| Source extract |
## Start

End of the Zeroes: Best Chicago Restaurants 2000-2010

Michael Nagrant / 12.21.09

Since 2000, Chicago has gone from being a Rat Pack-worthy steak-and-potato-slinging stereotype to a destination for international culinary travelers. Chicago’s affordability, its diners’ willingness to suspend disbelief and its proximity to the sublime bounty of the Midwest all play a role in that transformation. Most important to the renaissance are the places that put everything together to inspire our collective culinary imagination, the best restaurants that opened in Chicago this decade.

Alinea
The history of cuisine was written in the kitchens of millions of chefs, but we only remember a few by name, guys like Escoffier, Careme and Robuchon. There are probably only three Chicago chefs, as of now, who have a shot at making that list: Jean Banchet, Charlie Trotter and Grant Achatz. Though Achatz started making a name for himself at Trio, Alinea was the game changer, the restaurant where every aspect of dining from menus and silverware to the wine service and emotional content of the food was reimagined.

## End

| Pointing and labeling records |
## Start

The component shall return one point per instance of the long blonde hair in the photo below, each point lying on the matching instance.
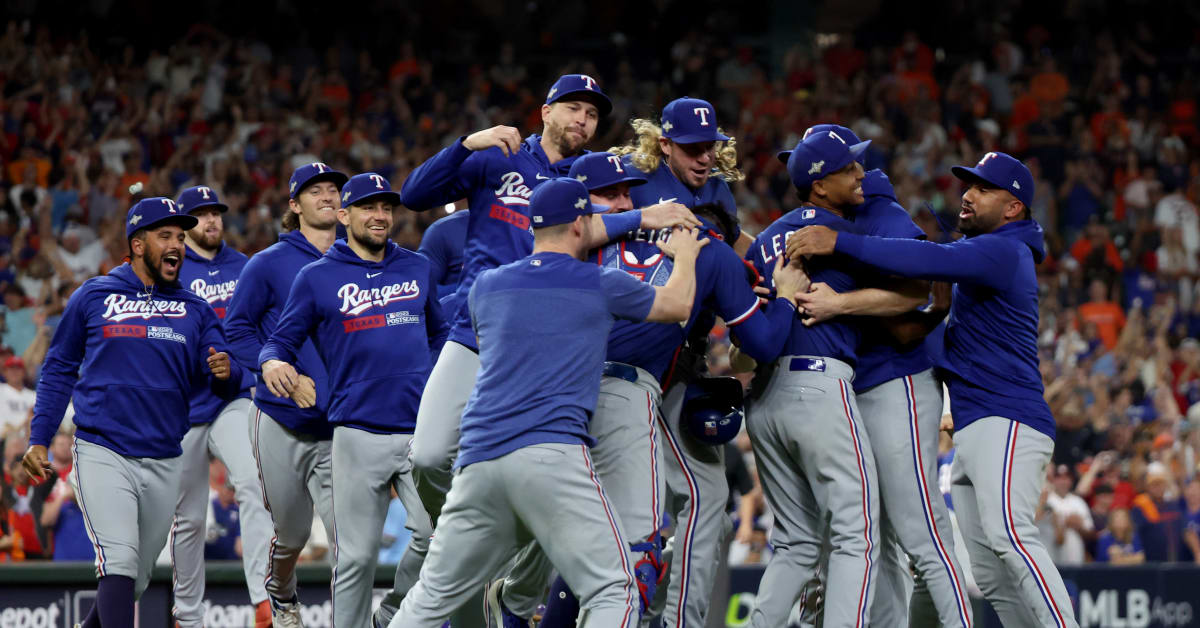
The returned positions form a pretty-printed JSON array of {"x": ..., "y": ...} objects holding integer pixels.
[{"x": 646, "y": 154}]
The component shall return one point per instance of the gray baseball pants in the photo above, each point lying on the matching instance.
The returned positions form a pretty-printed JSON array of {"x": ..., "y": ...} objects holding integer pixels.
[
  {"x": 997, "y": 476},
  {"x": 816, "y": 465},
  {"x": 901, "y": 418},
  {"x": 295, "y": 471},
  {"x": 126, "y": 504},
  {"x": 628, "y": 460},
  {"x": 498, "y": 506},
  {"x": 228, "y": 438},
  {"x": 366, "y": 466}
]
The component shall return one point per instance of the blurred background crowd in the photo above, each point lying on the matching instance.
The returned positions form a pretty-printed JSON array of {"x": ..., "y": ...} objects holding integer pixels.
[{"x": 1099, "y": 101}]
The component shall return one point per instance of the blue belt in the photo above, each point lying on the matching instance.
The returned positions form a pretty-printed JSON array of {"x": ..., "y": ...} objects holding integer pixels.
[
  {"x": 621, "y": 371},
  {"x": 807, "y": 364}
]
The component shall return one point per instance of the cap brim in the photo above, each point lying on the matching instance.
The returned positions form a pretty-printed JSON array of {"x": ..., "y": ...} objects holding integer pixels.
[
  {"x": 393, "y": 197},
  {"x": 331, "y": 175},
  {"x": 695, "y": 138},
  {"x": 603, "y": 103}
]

## End

| Complete the following |
- A) For each statement, answer yes or no on whether it agrees with the Chicago restaurants piece, and quote the deciding words: (i) Jean Banchet is among the Chicago chefs said to have a shot at that list. (ii) Achatz first began making a name for himself at Alinea. (iii) Chicago's affordability is named as playing a role in the city's transformation.
- B) From the Chicago restaurants piece, extract the passage between "End of the Zeroes: Best" and "Chicago this decade.", inclusive.
The records have no connection to the text about Chicago restaurants.

| The responses |
- A)
(i) Yes: "There are probably only three Chicago chefs, as of now, who have a shot at making that list: Jean Banchet, Charlie Trotter and Grant Achatz."
(ii) No: "Though Achatz started making a name for himself at Trio, Alinea was the game changer"
(iii) Yes: "Chicago’s affordability, its diners’ willingness to suspend disbelief and its proximity to the sublime bounty of the Midwest all play a role in that transformation."

- B)
End of the Zeroes: Best Chicago Restaurants 2000-2010

Michael Nagrant / 12.21.09

Since 2000, Chicago has gone from being a Rat Pack-worthy steak-and-potato-slinging stereotype to a destination for international culinary travelers. Chicago’s affordability, its diners’ willingness to suspend disbelief and its proximity to the sublime bounty of the Midwest all play a role in that transformation. Most important to the renaissance are the places that put everything together to inspire our collective culinary imagination, the best restaurants that opened in Chicago this decade.